> **PROBLEM DETAILS**
Set down every line of the material below word for word, omitting the pictures.

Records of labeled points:
· · · ·

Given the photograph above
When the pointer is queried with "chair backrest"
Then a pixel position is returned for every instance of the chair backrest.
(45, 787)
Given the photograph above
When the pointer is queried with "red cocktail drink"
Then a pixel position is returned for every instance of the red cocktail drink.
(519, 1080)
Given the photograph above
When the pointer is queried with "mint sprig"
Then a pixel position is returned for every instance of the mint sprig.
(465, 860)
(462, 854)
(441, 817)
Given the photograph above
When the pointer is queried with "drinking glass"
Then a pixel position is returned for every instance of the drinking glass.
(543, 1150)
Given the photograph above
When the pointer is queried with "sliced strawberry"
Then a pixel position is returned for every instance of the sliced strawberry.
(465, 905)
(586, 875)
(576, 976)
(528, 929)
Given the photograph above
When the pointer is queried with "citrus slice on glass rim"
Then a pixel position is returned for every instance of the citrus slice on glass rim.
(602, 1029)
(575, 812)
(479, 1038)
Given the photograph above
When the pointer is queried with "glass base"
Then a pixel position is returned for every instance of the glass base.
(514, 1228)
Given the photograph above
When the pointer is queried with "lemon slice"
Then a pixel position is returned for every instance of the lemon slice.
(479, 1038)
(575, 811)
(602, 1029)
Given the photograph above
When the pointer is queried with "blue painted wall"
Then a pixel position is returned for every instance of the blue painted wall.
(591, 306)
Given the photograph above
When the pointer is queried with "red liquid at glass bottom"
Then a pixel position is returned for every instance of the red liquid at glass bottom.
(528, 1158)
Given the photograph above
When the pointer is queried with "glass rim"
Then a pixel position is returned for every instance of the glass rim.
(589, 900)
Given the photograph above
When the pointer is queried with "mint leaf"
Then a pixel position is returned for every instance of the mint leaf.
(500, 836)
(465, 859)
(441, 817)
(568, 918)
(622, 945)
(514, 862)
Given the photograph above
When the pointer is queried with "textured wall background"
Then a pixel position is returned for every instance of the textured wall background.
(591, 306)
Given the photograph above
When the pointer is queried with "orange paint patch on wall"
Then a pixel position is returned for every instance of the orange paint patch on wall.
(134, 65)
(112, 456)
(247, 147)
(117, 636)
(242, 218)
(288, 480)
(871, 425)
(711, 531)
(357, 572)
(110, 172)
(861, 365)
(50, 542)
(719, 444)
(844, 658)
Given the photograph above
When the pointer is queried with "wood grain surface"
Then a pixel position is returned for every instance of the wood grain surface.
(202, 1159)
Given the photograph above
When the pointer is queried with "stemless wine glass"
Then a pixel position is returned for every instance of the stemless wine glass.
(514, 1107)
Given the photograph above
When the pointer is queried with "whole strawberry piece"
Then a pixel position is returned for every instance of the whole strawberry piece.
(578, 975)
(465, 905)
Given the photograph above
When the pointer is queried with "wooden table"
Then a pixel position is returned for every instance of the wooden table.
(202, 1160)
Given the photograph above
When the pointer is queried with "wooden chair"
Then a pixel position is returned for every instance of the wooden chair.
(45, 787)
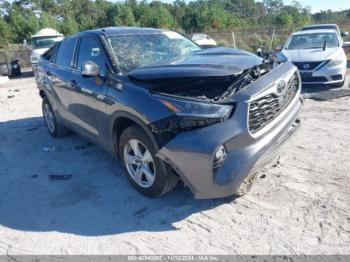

· · · ·

> **TASK ANSWER**
Given the photograph above
When the pointer is queried with "chair backrest"
Then a pixel position is returned for every instance of the chair backrest.
(45, 787)
Given the photograph above
When the pointer is queried with "red cocktail drink"
Then a pixel position is returned for every instance of the red cocktail drink.
(519, 1080)
Given the photograph above
When the pointer is queried with "mint sprig"
Then a pixel position is returned for every instance of the mint sprig.
(465, 860)
(462, 854)
(441, 817)
Given the photograph above
When the pointer is queried with "drinking glass"
Then a pixel position is returned for every instance of the drinking glass.
(543, 1150)
Given the photograph above
When the pointer is queried with "sliced strawberry"
Then a pixel position is returned for every instance of the sliced strawberry.
(465, 905)
(586, 875)
(576, 976)
(528, 929)
Given the photograph above
When the pointer is queried with "citrus slice on glass rim"
Then a pixel position is returned for every instance of the citrus slice on glass rim.
(602, 1029)
(575, 812)
(479, 1038)
Given the photograph above
When the pointer is queried with "glass base"
Then a pixel position is returned for every instance of the glass base.
(514, 1228)
Given the photograph above
When the pointer is queried with "lemon slice"
Then a pixel position is returned for every instance of the lemon slice.
(479, 1038)
(575, 811)
(602, 1029)
Given the photograph above
When the pointer is queried with "blue painted wall"
Then a pixel position is returned for every instance of the blue painted wall.
(591, 306)
Given the photograph above
When the pointer is queried with "red liquid at glass bottom"
Then a pixel position is returned for every instance of the red liquid at glass bottom.
(528, 1158)
Given the photograph above
When the pointer is queried with "glass rim"
Then a pixel position is returned for every instance of the glass rim.
(589, 900)
Given the photograph above
When the pointer is queried with "mint leaf"
Then a pixel position is returned for every instance of the mint leaf.
(500, 836)
(465, 859)
(441, 817)
(568, 918)
(622, 945)
(514, 862)
Given the photograph above
When the pointer is queried with "textured wall background"
Then a pixel position is returned for every instance of the textured wall background.
(591, 306)
Given the photograph above
When the pointer is queried with "orange paint patch on wall"
Then a pixel position is returned for every instance of the orange paint patch on wall.
(134, 65)
(112, 456)
(247, 147)
(117, 636)
(242, 218)
(288, 480)
(871, 425)
(711, 531)
(357, 572)
(110, 172)
(861, 365)
(50, 542)
(719, 444)
(844, 658)
Given the photograph above
When the pointer is queried with "wood grain surface"
Then a pixel position is returned for every instance of the wood grain surface.
(202, 1159)
Given the photograph above
When the pointer is queried with "stemless wine glass"
Then a pixel position is returned for every instance of the stemless wine glass.
(514, 1107)
Given the photograph above
When the pointer is queried with "whole strawberry piece"
Then a pixel position is returned for every instance of the whole strawberry piece.
(578, 975)
(465, 905)
Given the photograph above
When the pointer is queried with "wooden table"
Then a pixel position is returned for every instance of the wooden table.
(202, 1160)
Given the photograph above
When the pointer is queried with "wooden chair"
Then a pixel position is returned for every instance of the wooden chair.
(45, 787)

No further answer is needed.